(Stored data)

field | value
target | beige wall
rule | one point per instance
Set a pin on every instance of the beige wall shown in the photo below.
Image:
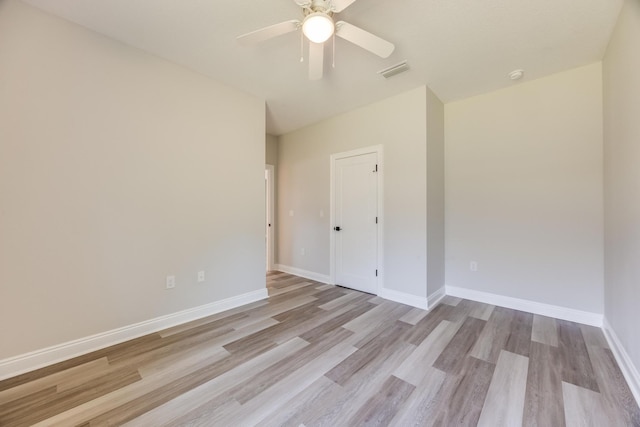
(397, 123)
(621, 69)
(524, 191)
(271, 150)
(435, 194)
(117, 169)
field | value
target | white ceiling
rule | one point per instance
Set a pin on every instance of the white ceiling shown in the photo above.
(458, 48)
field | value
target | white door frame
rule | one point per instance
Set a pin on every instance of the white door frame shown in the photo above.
(270, 216)
(332, 243)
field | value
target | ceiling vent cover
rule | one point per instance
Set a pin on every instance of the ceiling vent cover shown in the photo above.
(394, 70)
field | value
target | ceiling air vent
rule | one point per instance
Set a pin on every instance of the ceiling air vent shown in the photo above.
(394, 69)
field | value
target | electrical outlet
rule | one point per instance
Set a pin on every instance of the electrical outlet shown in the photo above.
(171, 282)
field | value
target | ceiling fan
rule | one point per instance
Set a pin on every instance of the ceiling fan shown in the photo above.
(318, 26)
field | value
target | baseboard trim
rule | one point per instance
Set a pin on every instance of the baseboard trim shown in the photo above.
(629, 370)
(48, 356)
(322, 278)
(555, 311)
(435, 298)
(404, 298)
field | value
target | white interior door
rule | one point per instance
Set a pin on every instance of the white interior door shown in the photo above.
(269, 214)
(356, 222)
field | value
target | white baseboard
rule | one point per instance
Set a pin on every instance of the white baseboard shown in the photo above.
(322, 278)
(435, 298)
(404, 298)
(629, 370)
(40, 358)
(572, 315)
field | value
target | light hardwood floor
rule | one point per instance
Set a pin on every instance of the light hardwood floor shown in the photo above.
(316, 354)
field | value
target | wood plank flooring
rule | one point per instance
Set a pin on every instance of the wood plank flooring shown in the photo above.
(319, 355)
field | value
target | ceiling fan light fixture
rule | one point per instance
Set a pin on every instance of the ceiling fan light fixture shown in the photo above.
(318, 27)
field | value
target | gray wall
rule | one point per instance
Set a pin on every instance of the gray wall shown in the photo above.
(622, 180)
(524, 191)
(116, 170)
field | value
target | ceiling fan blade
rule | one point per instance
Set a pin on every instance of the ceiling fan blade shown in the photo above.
(267, 33)
(316, 60)
(364, 39)
(340, 5)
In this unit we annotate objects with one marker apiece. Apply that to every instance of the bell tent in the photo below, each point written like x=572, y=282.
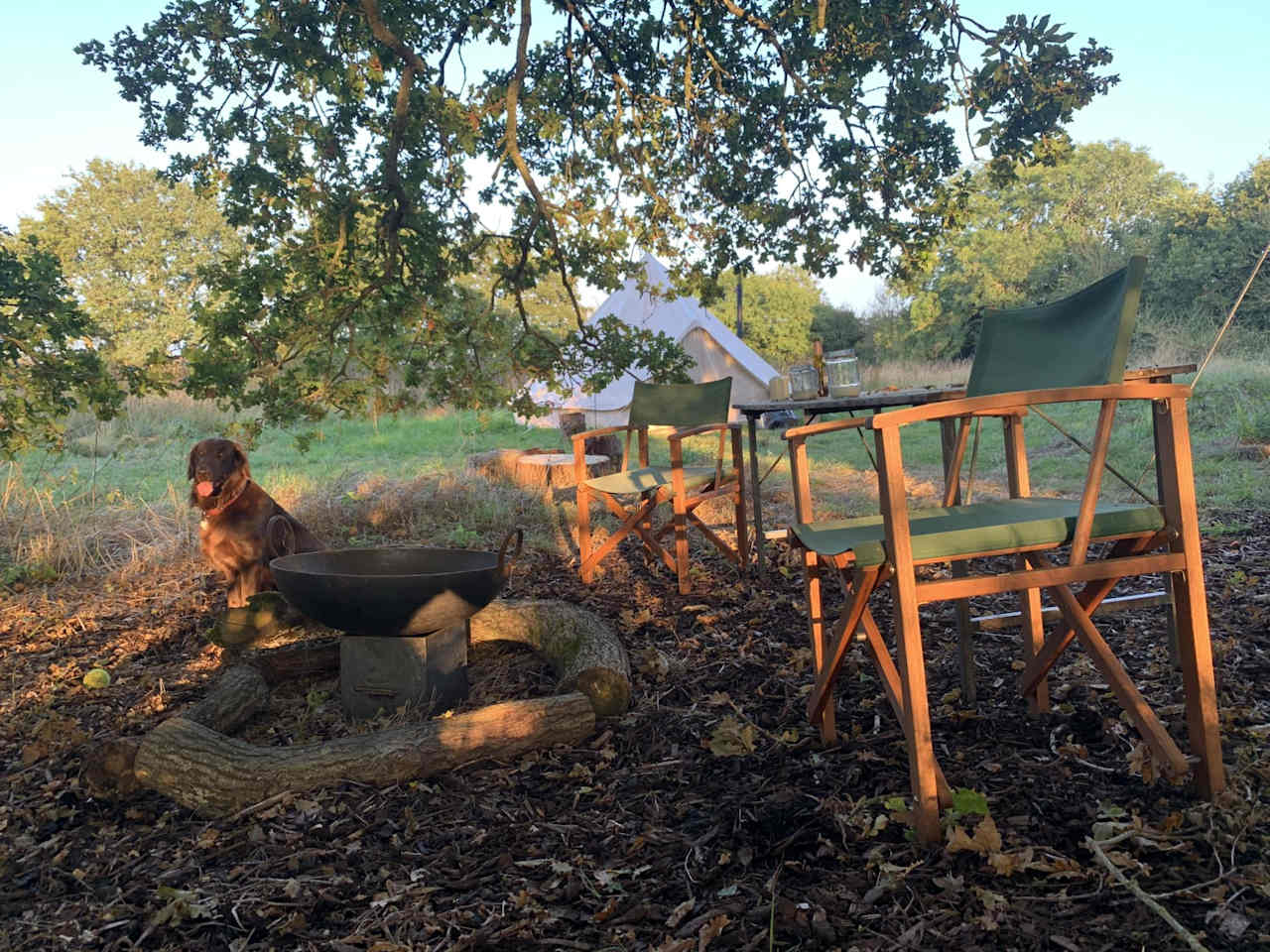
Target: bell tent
x=716, y=352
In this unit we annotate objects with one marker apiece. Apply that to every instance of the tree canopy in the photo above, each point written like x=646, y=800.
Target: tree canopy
x=131, y=248
x=778, y=311
x=1051, y=230
x=712, y=134
x=48, y=363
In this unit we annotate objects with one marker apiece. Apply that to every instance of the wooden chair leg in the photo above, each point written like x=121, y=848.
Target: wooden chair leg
x=1194, y=645
x=816, y=624
x=908, y=638
x=742, y=530
x=1034, y=640
x=584, y=532
x=681, y=543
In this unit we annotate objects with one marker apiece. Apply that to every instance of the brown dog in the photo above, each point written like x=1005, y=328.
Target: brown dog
x=243, y=527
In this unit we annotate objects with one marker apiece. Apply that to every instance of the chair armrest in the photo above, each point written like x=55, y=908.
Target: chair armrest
x=997, y=403
x=679, y=435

**Exercise aim**: Return all the lines above exactly; none of the pictures should appear.

**Written response**:
field | value
target | beige wall
rule | one point per instance
Set a pin on every instance of the beige wall shown in the photo below.
Image:
(397, 123)
(621, 69)
(524, 191)
(271, 150)
(435, 194)
(117, 169)
field | value
target | white ceiling
rule | one point per instance
Set a pin on every instance of the white ceiling shown in the photo above.
(458, 48)
field | value
target | white door frame
rule | one point per instance
Set a pin on every instance of the white door frame shown in the photo above.
(270, 216)
(332, 243)
field | value
target | ceiling vent cover
rule | one point per instance
Set a pin on every instance of the ceiling vent cover shown in the photo above.
(394, 70)
field | value
target | ceiling air vent
rule | one point per instance
Set a pin on every instance of the ceiling air vent shown in the photo above.
(394, 69)
field | value
target | electrical outlet
rule | one point per instance
Set a pin on every instance of the electrical outlet shown in the photo above.
(171, 282)
field | value
target | ceiling fan
rule | one point per instance
Set a pin on every instance of the ceiling fan shown in the photo above.
(318, 26)
field | value
target | baseboard trim
rule | one point per instance
Set a pin on every instance of the baseboard trim shown in the photo above.
(629, 370)
(48, 356)
(322, 278)
(555, 311)
(435, 298)
(404, 298)
field | value
target | white interior door
rule | one point per instance
Set a pin on every instance of the white interior door shown in the photo above.
(269, 214)
(356, 222)
field | value
target | white baseboard
rule | one point per instance
Set a pin on every instance of the white baseboard shown in the photo above.
(322, 278)
(435, 298)
(404, 298)
(629, 370)
(40, 358)
(572, 315)
field | value
target | light hardwood floor
rule | one point per instance
Set a pin on every instance of the light hardwood floor shown in the photo above.
(316, 354)
field | value
target | wood plank flooring
rule | one point per instance
Set a pin on every instance of the wood plank flooring shown in the photo above.
(319, 355)
field | value
target | ceiling fan light fixture
rule | one point per instance
Set a pin on every instance of the ceiling fan light fixture shown in the photo above.
(318, 27)
field | value
target | gray wall
rule | one point per instance
Set a pin on every instance of the gray wall shown in the photo above.
(622, 180)
(524, 191)
(116, 170)
field | value
target | ceiling fan blade
rule | one point per instance
Set a pin on every instance of the ceiling fan blade shown in the photo above.
(267, 33)
(316, 60)
(364, 39)
(340, 5)
In this unit we annotate objects with one marker apiece. Apply that to every instance of the bell tent in the photo below, each point written like x=572, y=282.
Target: bell tent
x=716, y=352
In this unit we annotate objects with one marker apiece. Apply that to every instance of the tree canopy in the photo above, each point written like x=646, y=800.
Target: tree canopy
x=131, y=248
x=778, y=311
x=1051, y=230
x=712, y=134
x=48, y=363
In this unit we annotate objects with one marker apiece. Apply that to every instance of the wooden chair leg in the photo above, each point written like x=121, y=848.
Target: wooden chair leg
x=1194, y=645
x=816, y=624
x=908, y=638
x=742, y=530
x=1034, y=640
x=584, y=532
x=681, y=543
In this unit we annotate objects with one marker apiece. Apply that to every instance of the brown dog in the photo above, each point written like x=1005, y=328.
Target: brown dog
x=243, y=527
In this unit we annotate objects with one marker apiece. Apply that to every instance of the chair armrest in the photo above, each point written like x=55, y=908.
Target: chair armrest
x=997, y=403
x=679, y=435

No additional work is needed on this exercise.